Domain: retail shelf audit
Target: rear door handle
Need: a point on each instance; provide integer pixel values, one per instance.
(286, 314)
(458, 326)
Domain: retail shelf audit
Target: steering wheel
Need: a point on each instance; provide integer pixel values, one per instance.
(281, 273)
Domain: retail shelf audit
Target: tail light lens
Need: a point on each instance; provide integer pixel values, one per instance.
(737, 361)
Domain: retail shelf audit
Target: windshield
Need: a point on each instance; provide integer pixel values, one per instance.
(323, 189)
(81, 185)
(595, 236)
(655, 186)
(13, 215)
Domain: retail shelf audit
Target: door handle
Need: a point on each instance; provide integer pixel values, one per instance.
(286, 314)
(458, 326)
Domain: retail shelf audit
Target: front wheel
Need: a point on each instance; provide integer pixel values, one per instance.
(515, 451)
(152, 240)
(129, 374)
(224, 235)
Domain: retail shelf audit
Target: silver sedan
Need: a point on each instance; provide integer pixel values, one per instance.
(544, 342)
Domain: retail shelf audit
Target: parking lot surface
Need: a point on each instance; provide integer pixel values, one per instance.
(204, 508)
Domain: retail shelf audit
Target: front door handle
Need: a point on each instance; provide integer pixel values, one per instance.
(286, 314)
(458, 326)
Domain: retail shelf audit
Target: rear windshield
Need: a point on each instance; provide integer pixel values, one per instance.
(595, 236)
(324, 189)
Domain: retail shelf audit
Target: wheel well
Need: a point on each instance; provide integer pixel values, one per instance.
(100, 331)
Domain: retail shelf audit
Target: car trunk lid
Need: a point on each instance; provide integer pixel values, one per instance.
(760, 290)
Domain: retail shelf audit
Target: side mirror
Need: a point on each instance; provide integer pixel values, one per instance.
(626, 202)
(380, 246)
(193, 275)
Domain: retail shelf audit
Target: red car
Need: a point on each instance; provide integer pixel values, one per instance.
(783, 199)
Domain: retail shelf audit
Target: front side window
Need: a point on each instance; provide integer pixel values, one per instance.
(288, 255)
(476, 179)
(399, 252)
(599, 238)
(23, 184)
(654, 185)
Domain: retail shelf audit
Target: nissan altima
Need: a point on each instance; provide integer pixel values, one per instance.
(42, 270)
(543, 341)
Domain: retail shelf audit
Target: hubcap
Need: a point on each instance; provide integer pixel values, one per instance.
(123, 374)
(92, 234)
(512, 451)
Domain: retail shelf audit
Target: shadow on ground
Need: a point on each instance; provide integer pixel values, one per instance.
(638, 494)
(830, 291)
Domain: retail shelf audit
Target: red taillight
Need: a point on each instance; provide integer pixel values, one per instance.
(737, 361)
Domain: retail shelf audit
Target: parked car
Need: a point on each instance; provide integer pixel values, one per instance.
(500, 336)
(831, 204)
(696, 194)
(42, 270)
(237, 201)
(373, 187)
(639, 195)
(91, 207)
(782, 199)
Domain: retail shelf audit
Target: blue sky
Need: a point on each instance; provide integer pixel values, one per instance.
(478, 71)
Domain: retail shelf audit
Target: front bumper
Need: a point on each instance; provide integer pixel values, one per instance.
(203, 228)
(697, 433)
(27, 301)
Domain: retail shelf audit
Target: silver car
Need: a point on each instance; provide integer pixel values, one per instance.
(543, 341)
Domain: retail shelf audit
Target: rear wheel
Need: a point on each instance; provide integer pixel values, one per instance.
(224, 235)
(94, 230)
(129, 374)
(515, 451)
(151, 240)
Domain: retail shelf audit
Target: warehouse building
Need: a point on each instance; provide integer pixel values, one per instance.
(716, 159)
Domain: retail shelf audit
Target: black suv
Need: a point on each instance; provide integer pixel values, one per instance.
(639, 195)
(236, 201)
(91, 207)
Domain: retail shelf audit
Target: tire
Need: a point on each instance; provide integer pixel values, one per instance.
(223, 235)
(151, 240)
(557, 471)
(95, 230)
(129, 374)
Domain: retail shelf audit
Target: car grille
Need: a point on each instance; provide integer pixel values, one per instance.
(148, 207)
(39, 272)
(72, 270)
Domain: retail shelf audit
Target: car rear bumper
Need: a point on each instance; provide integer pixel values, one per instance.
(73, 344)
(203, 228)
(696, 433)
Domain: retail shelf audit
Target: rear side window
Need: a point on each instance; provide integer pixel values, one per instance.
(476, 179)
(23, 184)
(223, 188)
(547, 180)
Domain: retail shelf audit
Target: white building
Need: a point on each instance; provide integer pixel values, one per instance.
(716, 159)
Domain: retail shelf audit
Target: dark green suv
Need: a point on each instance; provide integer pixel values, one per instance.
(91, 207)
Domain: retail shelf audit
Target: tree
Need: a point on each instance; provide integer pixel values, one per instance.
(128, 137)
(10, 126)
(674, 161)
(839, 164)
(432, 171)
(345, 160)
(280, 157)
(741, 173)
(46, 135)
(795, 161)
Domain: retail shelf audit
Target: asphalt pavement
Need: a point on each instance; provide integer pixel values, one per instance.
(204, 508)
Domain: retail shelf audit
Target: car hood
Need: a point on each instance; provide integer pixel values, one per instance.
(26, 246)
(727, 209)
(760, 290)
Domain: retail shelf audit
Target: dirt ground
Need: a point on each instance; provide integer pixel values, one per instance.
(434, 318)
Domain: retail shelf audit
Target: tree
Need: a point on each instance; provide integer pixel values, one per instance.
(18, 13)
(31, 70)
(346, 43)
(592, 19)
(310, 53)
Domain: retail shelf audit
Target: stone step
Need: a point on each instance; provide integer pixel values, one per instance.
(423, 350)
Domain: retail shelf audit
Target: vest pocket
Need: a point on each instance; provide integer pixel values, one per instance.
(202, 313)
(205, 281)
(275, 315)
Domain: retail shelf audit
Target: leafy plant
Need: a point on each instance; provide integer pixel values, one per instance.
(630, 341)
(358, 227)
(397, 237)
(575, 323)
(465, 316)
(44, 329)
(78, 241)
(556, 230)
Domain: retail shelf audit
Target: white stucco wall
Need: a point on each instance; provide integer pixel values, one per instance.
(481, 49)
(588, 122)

▶ PROBLEM TO WORK ON: Every single entry is to be retyped exactly.

▶ FINISHED EXERCISE:
Domain: retail shelf audit
Target: rear door handle
Need: a point on each instance; provide integer pixel values, one per instance.
(286, 314)
(458, 326)
Domain: retail shelf audit
Target: steering wheel
Need: a point on each instance; provide integer pixel values, one per instance.
(281, 273)
Domain: retail shelf audit
Target: tail light lens
Need: a point on each instance; provide integer pixel values, one per instance.
(737, 361)
Domain: retail shelf audit
Target: windshield
Need: a point on each instance; provide integer pixel values, one per instance.
(323, 189)
(81, 185)
(595, 236)
(655, 186)
(13, 215)
Domain: retail shelf audit
Target: door handle
Need: a point on each instance; provide integer pixel values, one per instance.
(286, 314)
(458, 326)
Domain: retail shelf audit
Target: front wheel
Need: a point on each instance; provide integer pixel values, one per instance.
(515, 451)
(152, 240)
(129, 374)
(224, 235)
Domain: retail shelf audit
Target: silver sedan
Need: a point on each instance; provide integer pixel values, one per instance.
(544, 342)
Domain: retail shelf audit
Target: parking lot surface
Need: a point on each instance; provide integer pixel values, one per instance.
(204, 508)
Domain: retail shelf audit
Target: front door handle
Need: a point on each instance; provide integer pixel values, one per instance.
(286, 314)
(458, 326)
Domain: retail shelf audit
Target: rear windshield
Need: a point on each instance; provide integer pixel values, one per instance.
(595, 236)
(324, 189)
Domain: retail shelf audit
Target: wheel well
Need: a point on each instance; provide integer pixel values, one per instance.
(100, 331)
Domain: retail shelf audit
Target: car trunk lid
Need: a point on each instance; provide integer pixel values, one per instance.
(760, 290)
Domain: retail shelf audit
Target: side mirror
Need: a point on each instance; provide integer pixel values, one per instance.
(626, 202)
(380, 246)
(193, 275)
Domain: retail shelf audit
Target: red car
Need: a point on each instance; provide integer pixel values, one per instance.
(783, 199)
Domain: retail shelf audit
Target: front side window
Need: a point on each instance; provide integer pixel values, one per instance.
(288, 255)
(476, 179)
(399, 252)
(599, 238)
(23, 184)
(654, 185)
Domain: retail shelf audit
Target: nissan altima
Need: a point on each instance; provide integer pixel values, one per instance.
(42, 270)
(543, 341)
Domain: retail shelf audit
Target: hubcap
Need: a point on each instance; provide integer pixel values, one per instance.
(123, 374)
(92, 234)
(512, 451)
Domain: retail shelf audit
Target: shadow on ground
Need: a point on each instance; provide integer pixel values, one per instance.
(638, 494)
(830, 291)
Domain: retail shelf audit
Target: red taillight
Need: a point on each instance; provide integer pixel values, one per instance.
(737, 361)
Domain: retail shelf audit
Target: parked car
Need: a point on each instance; provide integer pixel values, one per instance.
(500, 336)
(831, 204)
(696, 194)
(42, 270)
(237, 201)
(373, 187)
(639, 195)
(91, 207)
(782, 199)
Domain: retail shelf audit
Target: blue sky
Need: a point on each instance; provide integer pixel values, one per instance.
(478, 71)
Domain: retail shelf audit
Target: front bumper
Need: a point on each instance; provide integer pixel values, one per instance.
(203, 228)
(697, 433)
(27, 301)
Domain: retail shelf audit
Target: silver car
Need: a point on each instance; provide integer pixel values, one per instance.
(543, 341)
Domain: retail shelf audit
Target: rear wheel
Need: a point on each instance; provide integer pixel values, one per instance.
(224, 235)
(94, 230)
(129, 374)
(515, 451)
(151, 240)
Domain: retail shelf audit
Target: warehouse building
Need: a point on each instance; provide integer pixel values, one per instance.
(716, 159)
Domain: retail shelf audit
Target: black suv
Need: a point on each instance; provide integer pixel values, one per instance.
(639, 195)
(236, 201)
(91, 207)
Domain: retail shelf audit
Target: tire
Need: a point on each instance; provide integer pixel values, one per instance.
(223, 235)
(151, 240)
(557, 471)
(95, 230)
(129, 374)
Domain: retail shelf audit
Target: car grille
Need: a point on each instance; provide integer pixel values, one per instance.
(148, 207)
(39, 272)
(72, 270)
Domain: retail shelf audit
Target: car rear bumper
Need: a point on each instance; provide integer pixel values, one per instance.
(73, 344)
(203, 228)
(696, 433)
Domain: retail shelf audit
Target: rear side window
Need: a point on each instance; provide integer pixel values, one per instance.
(476, 179)
(23, 184)
(223, 188)
(547, 180)
Domain: retail shelf audit
Target: white building
Need: a point on each instance; provide integer pixel values, one per instance.
(716, 159)
Domain: retail shelf audit
Target: dark green suv
Need: a point on each instance; provide integer pixel values, one per instance.
(91, 207)
Domain: retail shelf audit
Target: tree
Need: a point on each instance; provide integer pixel values, one per instance.
(128, 137)
(10, 126)
(674, 161)
(839, 164)
(432, 171)
(345, 160)
(280, 157)
(741, 173)
(46, 135)
(795, 161)
Domain: retail shelf audit
Target: asphalt pavement
Need: a point on each instance; provide integer pixel values, one per instance.
(204, 508)
Domain: retail shelf audit
Target: car hood
Need: a point on each instance; provide integer pixel values, one per instance.
(26, 246)
(727, 209)
(760, 290)
Domain: retail shelf audit
Target: dirt ground
Need: a point on each instance; provide integer pixel values, one per instance.
(434, 318)
Domain: retail shelf audit
Target: tree
Need: a point on each instance; provide integer pixel values, one per instance.
(18, 13)
(31, 70)
(346, 43)
(592, 19)
(310, 53)
Domain: retail shelf audit
Target: stone step
Need: a point on each instance; provide integer pixel values, one per instance.
(423, 350)
Domain: retail shelf audit
Target: vest pocket
Need: a point on each instance; provide integer pixel values, one per instance.
(202, 313)
(205, 281)
(275, 315)
Domain: retail shelf audit
Target: leafy plant
Need: a point on each instance; provide integer pixel values, one per instance.
(630, 341)
(358, 227)
(397, 237)
(575, 323)
(465, 316)
(44, 329)
(78, 241)
(556, 230)
Domain: retail shelf audit
Target: white stucco wall
Need: a point on each instance; provide integer pixel values, one per instance.
(481, 49)
(588, 122)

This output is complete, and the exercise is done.